** PAGE EXCERPT **
The July report projected that over 200,000 new jobs were created, but this number doesn’t mean that the economy is doing fine, or that workers aren’t suffering.


On the surface, recent federal job reports have provided plenty of fodder for those optimistic about the Biden administration’s performance to seize upon.


The Bureau of Labor Statistics’ report for the month of June, for instance, had 206,000 new jobs added to the economy, marking three and a half years of positive monthly job growth. But while this figure might seem like good news, the fine print hides a lot of worrying details for American workers.


Unemployment in June surpassed 4% for the first time in nearly three years, increasing by 0.1% from a month before. This change is part of an unemployment trend that has been growing for over a year. Furthermore, wage gains decreased, although they still slightly outpace inflation – a marked improvement from the worst days of 2021-2022.


Even the figure of 206,000 new jobs is somewhat misleading, write EJ Antoni and Peter St. Onge. For starters, one-third of those jobs were created in the public sector, and so the number of jobs created does not equate to the amount of wealth created. Public sector employees are a net drain on economic resources, and a ratio of two private sector jobs for each public sector job might not be enough to break even.


Additionally, even many of the jobs that have purportedly been created in the private sector have come about as an indirect result of taxpayer funding, such as government grants to businesses. These types of jobs also have hidden costs which frequently offset any economic benefits they may provide.


The problem is compounded even further by the fact that many of the jobs included in the June report are part-time jobs. Fully 30,000 full-time jobs were replaced by part-time jobs in June. If a person gets fired from a full-time job and is forced to take two part-time jobs to survive, this will be counted as the creation of a new job, even though it typically signifies a much worse outcome for the worker in question.

** DATASET EXCERPT **
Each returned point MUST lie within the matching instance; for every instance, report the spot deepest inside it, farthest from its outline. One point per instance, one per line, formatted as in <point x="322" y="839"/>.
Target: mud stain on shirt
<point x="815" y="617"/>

** WORK TO COMPLETE **
1. Reproduce the passage from the piece on the June jobs report, starting at "Additionally, even many" and ending at "worker in question.".
2. In the piece on the June jobs report, how many full-time jobs were replaced by part-time jobs in June?
3. Pick up the piece on the June jobs report after its final sentence and keep writing.

** OUTPUTS BY TASK **
1.
Additionally, even many of the jobs that have purportedly been created in the private sector have come about as an indirect result of taxpayer funding, such as government grants to businesses. These types of jobs also have hidden costs which frequently offset any economic benefits they may provide.


The problem is compounded even further by the fact that many of the jobs included in the June report are part-time jobs. Fully 30,000 full-time jobs were replaced by part-time jobs in June. If a person gets fired from a full-time job and is forced to take two part-time jobs to survive, this will be counted as the creation of a new job, even though it typically signifies a much worse outcome for the worker in question.

2. 30,000

3.
When discussing job creation and unemployment, there is also a perennial caution to be made: the unemployment rate only counts people who are actually looking for a job. When someone becomes so discouraged about the prospect of getting hired that they drop out of the labor market entirely, they are not counted, even though such people may well be the ones suffering the most economically.


This is precisely the situation we find ourselves in, Antoni and St. Onge write. The rate of job market dropouts has increased radically in recent years, particularly in the aftermath of the pandemic and the government’s drastic response. There are probably several million such “missing workers,” and if they were counted in the unemployment rate, it would dramatically increase, perhaps even double to around 8%.


Yet even the unemployment rate on paper is concerning. As Antoni and St. Onge point out, it triggers the so-called Sahm Rule, by which, if the three-month average unemployment rate is more than half a percentage point above its low in the last twelve months, a recession is likely. Since the Sahm Rule is one of the most durable economic indicators in recent history, this may well indicate that dark economic days lie ahead.


All this is a reminder of the uncomfortable truth that, like many economic metrics, a jobs report is only one part of the larger picture and cannot be taken on its own. Such upbeat soundbites often hide a dismal reality that all too many workers and families are feeling right now, which is why recent polls show that less than a quarter of Americans have a positive view of the economy.